Start PASSAGE SHOWN

Chili with Sweet Potatoes has all of the fall flavors, not only sweet potatoes but pumpkin puree. You’ll love that you can put this together in just 30 minutes and it’s still packed with flavor.

I love chilis that cook all day like short rib chili or slow cooker chicken chili, but there are times when you want chili and don’t want to wait. Chili with sweet potatoes can be ready in about an hour. There’s a sweet and spicy combination with the sweet coming from sweet potatoes, pumpkin and apple cider.
You can substitute chicken or turkey for beef for a healthier meal. No beans in this version. of course you can add them if you like beans in chili. Chili with sweet potatoes has tons of flavor without beans and without needing to simmer all day.
This needs to cook just long enough for the sweet potatoes to soften but not too long or they’ll be mush. If you cut them small you can be done in 30 minutes, large chunks will take about 45 minutes.
It’s full of fall flavors from not only the sweet potatoes but the pumpkin and apple cider. It still has enough of a kick from a jalapeno and chili powder to remind you that you’re eating chili but not so much that your eyes are watering.
What you’ll need
This has several ingredients, but you probably have most in your pantry.
- Ground beef, turkey or chicken
- Onion, garlic, jalapeno
- Cinnamon, coriander, chili powder
- Sweet potato
- Pumpkin puree
- Apple cider and chicken broth
- Diced tomatoes
- Cinnamon, coriander, chili powder, brown sugar (optional)
How do you make chili with sweet potatoes
Step 1: In a large pot or Dutch oven, brown the meat with the onion, garlic and jalapeno. Add sweet potatoes and seasoning and cook until the sweet potato is starting to soften, about 5 minutes.
Step 2: Add the liquid ingredients along with the pumpkin puree and bring to a boil then reduce to simmer and let it cook until the sweet potatoes have softened but not so long that they are mushy. The time will depend on how big the sweet potato chunks are, about 30-45 minutes.
This is great for using up leftover pumpkin, it just takes a half a cup. It only takes a cup of apple cider so you’ll have enough to make apple cider muffins.
It’s 72 degrees in the Carolinas in the middle of December, so not exactly chili weather. However, last week it was in the high 20’s for my early morning runs, so I’m sure this won’t last and we’ll be ready for chili again at some point. My freezer always has individual servings of chili, it’s my favorite for lunch. This freezes great and is just as good re-heated.
Even my picky non-chili eating family members liked sweet potato chili and that’s saying a lot. This is even better with skillet cornbread or cornbread biscuits.
Sweet Potato chili freezes great and is even better re-heated.
This is great with beef, chicken or turkey. It has so much flavor from the other ingredients that no one will be able to tell which meat you’ve chosen.

End PASSAGE SHOWN
Start GIVEN INFORMATION

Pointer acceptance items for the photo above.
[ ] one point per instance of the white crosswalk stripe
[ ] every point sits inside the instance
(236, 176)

End GIVEN INFORMATION

(REQUEST): Reproduce the stretch of the chili recipe from "It’s 72 degrees" through "as good re-heated.". The listing comes from a separate source and has no connection to the recipe text.

(EXERCISE ANSWER):
It’s 72 degrees in the Carolinas in the middle of December, so not exactly chili weather. However, last week it was in the high 20’s for my early morning runs, so I’m sure this won’t last and we’ll be ready for chili again at some point. My freezer always has individual servings of chili, it’s my favorite for lunch. This freezes great and is just as good re-heated.